• Exercise: Starting with the line that contains "# Trace the outline of every instance of the conifer" and going on through the line that contains "99), (95, 102)]", write out those lines again, requests included. Multiply every outline coordinate in the answers by 1.2 and round each to a whole number, with halves rounding up.

start Records for the task

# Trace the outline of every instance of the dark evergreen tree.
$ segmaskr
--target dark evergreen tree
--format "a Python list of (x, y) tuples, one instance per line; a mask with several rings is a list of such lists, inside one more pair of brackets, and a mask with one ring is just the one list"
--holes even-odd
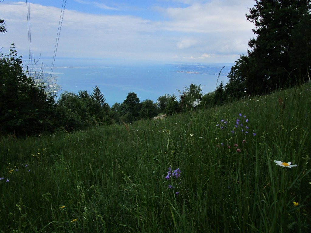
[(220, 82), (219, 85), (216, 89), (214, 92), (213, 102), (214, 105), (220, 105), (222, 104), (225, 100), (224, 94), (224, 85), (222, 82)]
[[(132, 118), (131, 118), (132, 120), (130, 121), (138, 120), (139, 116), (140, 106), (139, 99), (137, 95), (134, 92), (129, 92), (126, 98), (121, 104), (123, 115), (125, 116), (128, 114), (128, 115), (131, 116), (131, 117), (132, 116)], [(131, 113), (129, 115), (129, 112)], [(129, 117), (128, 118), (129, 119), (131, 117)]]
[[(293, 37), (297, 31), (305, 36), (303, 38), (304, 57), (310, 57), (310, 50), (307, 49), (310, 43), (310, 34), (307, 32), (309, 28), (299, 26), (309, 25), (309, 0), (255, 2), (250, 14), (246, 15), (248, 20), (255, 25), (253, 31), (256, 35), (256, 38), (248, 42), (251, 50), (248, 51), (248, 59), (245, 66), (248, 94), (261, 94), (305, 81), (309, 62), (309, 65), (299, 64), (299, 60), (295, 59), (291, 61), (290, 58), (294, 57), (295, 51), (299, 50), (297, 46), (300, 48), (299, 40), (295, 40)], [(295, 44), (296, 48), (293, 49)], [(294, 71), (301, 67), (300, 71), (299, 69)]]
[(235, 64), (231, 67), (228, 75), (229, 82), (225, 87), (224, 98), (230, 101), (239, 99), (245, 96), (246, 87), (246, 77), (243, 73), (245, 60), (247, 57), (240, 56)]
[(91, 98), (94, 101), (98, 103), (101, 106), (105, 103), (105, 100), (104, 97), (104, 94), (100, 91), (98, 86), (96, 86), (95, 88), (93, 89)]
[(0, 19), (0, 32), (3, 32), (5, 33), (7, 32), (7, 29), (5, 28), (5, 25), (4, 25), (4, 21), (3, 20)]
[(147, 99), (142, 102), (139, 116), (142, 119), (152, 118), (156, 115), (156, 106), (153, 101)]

end Records for the task
start Records for the task

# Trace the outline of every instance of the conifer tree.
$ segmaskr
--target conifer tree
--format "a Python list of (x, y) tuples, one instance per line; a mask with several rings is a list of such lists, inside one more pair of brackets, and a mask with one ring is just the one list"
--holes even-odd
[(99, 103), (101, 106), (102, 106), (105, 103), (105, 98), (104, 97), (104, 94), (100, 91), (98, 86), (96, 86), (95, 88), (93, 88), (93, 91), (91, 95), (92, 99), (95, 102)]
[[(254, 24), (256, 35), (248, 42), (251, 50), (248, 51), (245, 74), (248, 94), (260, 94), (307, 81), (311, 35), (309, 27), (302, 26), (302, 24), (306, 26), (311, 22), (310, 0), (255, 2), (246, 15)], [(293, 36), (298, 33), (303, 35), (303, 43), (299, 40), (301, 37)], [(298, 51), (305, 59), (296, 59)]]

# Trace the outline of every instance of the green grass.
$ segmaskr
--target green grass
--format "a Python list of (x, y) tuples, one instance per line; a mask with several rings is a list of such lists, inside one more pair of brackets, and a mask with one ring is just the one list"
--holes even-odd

end Records for the task
start Records for the task

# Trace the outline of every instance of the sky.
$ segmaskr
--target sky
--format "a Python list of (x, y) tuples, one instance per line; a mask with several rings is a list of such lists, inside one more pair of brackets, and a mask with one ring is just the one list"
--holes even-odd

end Records for the task

• Expected answer:
# Trace the outline of every instance of the conifer tree.
$ segmaskr
--target conifer tree
--format "a Python list of (x, y) tuples, one instance per line; a mask with several rings is a list of such lists, inside one more pair of brackets, and a mask with one ring is just the one list"
--holes even-odd
[(119, 124), (121, 127), (122, 127), (126, 124), (126, 118), (125, 116), (125, 113), (120, 109), (118, 103), (115, 103), (114, 106), (112, 106), (112, 109), (109, 114), (110, 119), (114, 122)]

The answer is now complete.